**Tasks and exercises:**
1 – Name every person the article on Haleon's first-quarter results mentions, and give each one's role as the article states it.
2 – Pick up the article on Haleon's first-quarter results after its final sentence and continue it.

**Document excerpt:**
* * *

Haleon PLC Stock Rebounds: Sensodyne Maker Keeps Its 2026 Bet Despite Cost Warning

May 1, 2026
Haleon PLC Stock Rebounds: Sensodyne Maker Keeps Its 2026 Bet Despite Cost Warning

London, May 1, 2026, 17:05 BST

Haleon PLC shares were indicated 1.2% higher in London at 343.7p/344.0p after Friday’s close, a modest reset for the Sensodyne maker after investors picked through weak cold-and-flu demand, steady 2026 guidance and a fresh cost warning. The FTSE 100 was down 0.14%.

The timing matters because Haleon has kept a full-year target that needs better growth from here. The company reported first-quarter revenue of £2.86 billion and 2.2% organic revenue growth, a measure that strips out currency swings and deal effects; its 2026 guidance remains 3%-5% organic revenue growth and high-single-digit adjusted operating profit growth at constant currency, meaning without exchange-rate effects.

The soft start was not a surprise, but it was still soft. Haleon said a mild cold-and-flu season cut growth by about 130 basis points, or 1.3 percentage points, while price rose 2.4% and volume/mix fell 0.2%, meaning the amount sold and mix of products bought slightly dragged on growth.

Oral health did the heavy lifting. Haleon said the category grew 8.3% organically, led by Sensodyne and parodontax, while Respiratory Health fell 3.4% after weaker demand for cold and flu products. North America returned to 1.0% organic growth, helped by toothpaste sales, though the pace was still thin.

Chief Executive Brian McNamara called the quarter a “competitive performance in a challenging market” and said Haleon remained on track for its full-year guidance. He also pointed to productivity work that the company says is helping gross margin and investment. Haleon Corporate

But the risk is not abstract. Chief Financial Officer Dawn Allen told analysts Haleon had “started to see surcharges on freight,” Reuters reported, while McNamara said consumer spending in the Middle East, which accounts for about 5% of revenue, was down by a low-double-digit percentage. The same pressures are hitting peers including Procter & Gamble and Reckitt, and Reckitt has also been hurt by soft cold-and-flu demand. Reuters

Chris Beckett, consumer staples analyst at Quilter Cheviot, wrote that Haleon was “only firing on two cylinders” and needed “more than the toothpaste business” to perform. He said Sensodyne remained a strong asset, but other categories were not doing as well as they could. Quilter

Management is leaning on U.S. shelf resets, wider distribution and a U.S. Soccer partnership tied to World Cup campaigns due to take effect from May. It also cited innovation across Sensodyne Clinical Repair, Panadol Dual Action and Centrum as part of the push to lift growth in the rest of the year.

* * *

**Provided records:**

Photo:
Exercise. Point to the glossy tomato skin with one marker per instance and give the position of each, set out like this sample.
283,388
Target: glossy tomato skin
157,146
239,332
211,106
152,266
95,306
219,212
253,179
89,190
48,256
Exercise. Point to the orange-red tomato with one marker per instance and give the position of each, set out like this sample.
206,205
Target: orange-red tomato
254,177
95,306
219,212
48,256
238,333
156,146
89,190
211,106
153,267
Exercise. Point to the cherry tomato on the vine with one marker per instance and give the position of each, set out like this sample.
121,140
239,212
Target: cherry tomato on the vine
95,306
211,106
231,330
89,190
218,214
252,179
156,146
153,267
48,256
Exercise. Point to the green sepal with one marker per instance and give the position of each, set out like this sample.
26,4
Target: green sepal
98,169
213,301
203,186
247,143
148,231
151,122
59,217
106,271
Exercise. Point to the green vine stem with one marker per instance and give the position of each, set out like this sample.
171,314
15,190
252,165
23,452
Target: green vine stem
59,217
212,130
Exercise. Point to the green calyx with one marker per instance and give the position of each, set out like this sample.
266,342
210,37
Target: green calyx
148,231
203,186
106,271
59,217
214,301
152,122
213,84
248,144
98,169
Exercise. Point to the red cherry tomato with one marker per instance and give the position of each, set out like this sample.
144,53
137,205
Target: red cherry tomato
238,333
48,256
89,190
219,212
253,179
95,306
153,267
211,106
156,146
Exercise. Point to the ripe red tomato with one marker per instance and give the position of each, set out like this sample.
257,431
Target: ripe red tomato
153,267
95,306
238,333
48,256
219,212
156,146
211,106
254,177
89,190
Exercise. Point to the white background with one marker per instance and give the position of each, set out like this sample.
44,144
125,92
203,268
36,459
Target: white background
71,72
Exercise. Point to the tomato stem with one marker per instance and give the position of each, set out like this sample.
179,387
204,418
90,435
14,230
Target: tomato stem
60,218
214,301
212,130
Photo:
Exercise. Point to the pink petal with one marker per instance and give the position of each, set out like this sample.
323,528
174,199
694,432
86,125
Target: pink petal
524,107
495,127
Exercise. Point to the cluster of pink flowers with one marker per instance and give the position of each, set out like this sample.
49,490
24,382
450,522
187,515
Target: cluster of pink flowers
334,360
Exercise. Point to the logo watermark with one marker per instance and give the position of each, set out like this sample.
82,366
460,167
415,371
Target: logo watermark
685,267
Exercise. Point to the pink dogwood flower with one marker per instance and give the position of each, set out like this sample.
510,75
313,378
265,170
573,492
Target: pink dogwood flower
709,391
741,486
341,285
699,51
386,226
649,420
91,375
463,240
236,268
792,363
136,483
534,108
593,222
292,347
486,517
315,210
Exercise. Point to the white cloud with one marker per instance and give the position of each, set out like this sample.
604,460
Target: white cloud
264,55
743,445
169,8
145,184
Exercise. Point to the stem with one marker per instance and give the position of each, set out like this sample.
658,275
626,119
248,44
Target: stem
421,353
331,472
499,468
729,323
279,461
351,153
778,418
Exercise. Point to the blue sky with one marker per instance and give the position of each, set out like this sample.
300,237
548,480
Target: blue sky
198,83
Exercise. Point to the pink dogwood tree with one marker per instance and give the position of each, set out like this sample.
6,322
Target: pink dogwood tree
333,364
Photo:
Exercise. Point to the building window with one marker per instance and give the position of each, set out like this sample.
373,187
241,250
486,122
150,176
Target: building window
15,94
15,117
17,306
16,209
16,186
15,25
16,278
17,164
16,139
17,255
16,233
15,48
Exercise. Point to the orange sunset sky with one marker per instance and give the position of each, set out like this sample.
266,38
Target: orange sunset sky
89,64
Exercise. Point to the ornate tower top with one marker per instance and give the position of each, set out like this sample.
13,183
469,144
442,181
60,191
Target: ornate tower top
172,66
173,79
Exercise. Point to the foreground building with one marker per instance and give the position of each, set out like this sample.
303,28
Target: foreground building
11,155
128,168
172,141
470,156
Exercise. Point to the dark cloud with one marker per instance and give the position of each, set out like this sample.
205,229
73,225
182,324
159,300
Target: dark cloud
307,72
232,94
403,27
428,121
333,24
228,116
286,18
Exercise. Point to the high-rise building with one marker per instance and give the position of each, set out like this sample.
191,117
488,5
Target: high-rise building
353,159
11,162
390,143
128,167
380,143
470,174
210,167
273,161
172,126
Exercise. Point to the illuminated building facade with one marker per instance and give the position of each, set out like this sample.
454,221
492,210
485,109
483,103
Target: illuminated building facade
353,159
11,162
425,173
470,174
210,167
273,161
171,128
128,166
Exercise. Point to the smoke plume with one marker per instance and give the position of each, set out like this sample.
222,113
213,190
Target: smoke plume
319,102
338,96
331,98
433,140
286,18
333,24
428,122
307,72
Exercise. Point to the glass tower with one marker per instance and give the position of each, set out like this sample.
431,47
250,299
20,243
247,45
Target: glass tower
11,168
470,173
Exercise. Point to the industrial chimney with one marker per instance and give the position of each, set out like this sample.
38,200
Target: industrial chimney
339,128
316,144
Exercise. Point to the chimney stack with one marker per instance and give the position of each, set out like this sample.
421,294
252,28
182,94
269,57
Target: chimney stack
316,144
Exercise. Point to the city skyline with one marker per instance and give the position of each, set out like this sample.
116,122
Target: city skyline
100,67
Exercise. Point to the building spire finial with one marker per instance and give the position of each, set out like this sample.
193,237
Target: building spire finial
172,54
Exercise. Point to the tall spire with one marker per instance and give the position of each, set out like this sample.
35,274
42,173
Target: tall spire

* * *

**Outputs by task:**
1 –
- Brian McNamara, Chief Executive of Haleon
- Dawn Allen, Chief Financial Officer of Haleon
- Chris Beckett, consumer staples analyst at Quilter Cheviot

2 –
Capital returns remain part of the story. Haleon has allocated £500 million to share buybacks in 2026 and said about 36% had been completed; a separate Friday RNS notice showed 8.88 billion ordinary shares with voting rights after treasury shares, or shares held by the company that do not vote.

Haleon’s present form followed a 2019 Pfizer joint venture and its July 2022 independent listing in London and New York. Its portfolio includes everyday health brands such as Advil, Centrum, Caltrate, Robitussin, Emergen-C, Sensodyne, Panadol, Theraflu and Voltaren.

The next test is whether the rebound is broader than oral health. If the flu-season drag fades and U.S. initiatives land, Haleon has a cleaner route to its guidance; if freight costs climb and categories outside toothpaste keep lagging, the first-quarter gap will look harder to dismiss.